## Work required
Of the lines listed below, return exactly those that run from the line containing "Target: cupcake with yellow frosting" through the line containing "Target: teal floral pattern on plate", both included.

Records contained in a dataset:
____________________

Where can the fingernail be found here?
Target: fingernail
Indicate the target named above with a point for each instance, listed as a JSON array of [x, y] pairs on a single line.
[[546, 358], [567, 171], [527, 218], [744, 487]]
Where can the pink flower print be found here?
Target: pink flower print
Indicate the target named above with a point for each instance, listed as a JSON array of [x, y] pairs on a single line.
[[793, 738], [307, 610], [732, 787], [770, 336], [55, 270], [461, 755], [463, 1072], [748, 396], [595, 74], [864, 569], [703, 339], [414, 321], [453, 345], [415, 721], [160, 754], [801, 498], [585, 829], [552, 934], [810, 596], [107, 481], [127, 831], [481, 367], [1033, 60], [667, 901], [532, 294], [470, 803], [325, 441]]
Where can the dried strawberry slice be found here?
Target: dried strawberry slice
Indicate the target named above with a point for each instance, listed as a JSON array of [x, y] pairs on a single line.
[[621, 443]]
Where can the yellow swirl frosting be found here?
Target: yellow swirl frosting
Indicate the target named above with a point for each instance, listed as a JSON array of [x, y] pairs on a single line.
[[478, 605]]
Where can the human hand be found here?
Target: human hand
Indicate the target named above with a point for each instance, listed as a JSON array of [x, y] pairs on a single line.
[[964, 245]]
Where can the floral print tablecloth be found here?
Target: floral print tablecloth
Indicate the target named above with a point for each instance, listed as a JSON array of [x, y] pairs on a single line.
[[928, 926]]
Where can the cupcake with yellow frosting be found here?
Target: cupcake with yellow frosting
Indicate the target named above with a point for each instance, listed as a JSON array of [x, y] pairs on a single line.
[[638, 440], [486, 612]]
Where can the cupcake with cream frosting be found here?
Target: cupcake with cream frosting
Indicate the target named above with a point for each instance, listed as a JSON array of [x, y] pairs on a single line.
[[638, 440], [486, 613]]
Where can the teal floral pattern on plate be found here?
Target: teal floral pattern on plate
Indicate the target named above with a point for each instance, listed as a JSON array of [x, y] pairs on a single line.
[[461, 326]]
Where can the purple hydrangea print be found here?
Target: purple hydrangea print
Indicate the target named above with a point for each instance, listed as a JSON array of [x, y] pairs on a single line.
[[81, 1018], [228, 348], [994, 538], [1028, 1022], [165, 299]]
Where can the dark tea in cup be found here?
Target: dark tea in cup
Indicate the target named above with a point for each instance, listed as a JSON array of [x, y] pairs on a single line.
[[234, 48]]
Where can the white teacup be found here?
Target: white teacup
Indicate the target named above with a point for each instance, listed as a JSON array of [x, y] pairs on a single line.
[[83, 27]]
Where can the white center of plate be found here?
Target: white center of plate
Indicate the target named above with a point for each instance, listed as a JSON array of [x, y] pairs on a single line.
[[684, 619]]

____________________

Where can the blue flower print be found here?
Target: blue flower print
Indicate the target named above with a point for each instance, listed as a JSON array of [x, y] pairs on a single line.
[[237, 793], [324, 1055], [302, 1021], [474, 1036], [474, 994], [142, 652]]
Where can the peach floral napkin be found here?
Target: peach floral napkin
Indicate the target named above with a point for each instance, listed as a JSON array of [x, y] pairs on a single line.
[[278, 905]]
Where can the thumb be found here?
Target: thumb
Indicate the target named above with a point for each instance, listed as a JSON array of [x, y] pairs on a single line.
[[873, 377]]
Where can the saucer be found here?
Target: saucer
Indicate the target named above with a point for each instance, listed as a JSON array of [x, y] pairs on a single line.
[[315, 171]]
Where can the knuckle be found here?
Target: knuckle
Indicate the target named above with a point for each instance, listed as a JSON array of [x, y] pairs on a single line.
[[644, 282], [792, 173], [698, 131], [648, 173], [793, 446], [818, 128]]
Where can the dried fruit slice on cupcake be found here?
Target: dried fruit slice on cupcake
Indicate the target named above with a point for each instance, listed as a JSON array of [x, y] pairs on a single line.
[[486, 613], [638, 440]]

____________________

## Exercise output
Target: cupcake with yellow frosting
Indicate the target named above with a point for each instance, listed as a JSON array of [x, y] pairs on a single line.
[[638, 440], [486, 612]]
Where can the cupcake with cream frosting be found here?
Target: cupcake with cream frosting
Indicate the target named above with a point for each instance, listed as a JSON array of [x, y] pairs on a single line.
[[638, 440], [486, 613]]
Where can the teal floral pattern on plate be found here?
Target: teal floral pattern on plate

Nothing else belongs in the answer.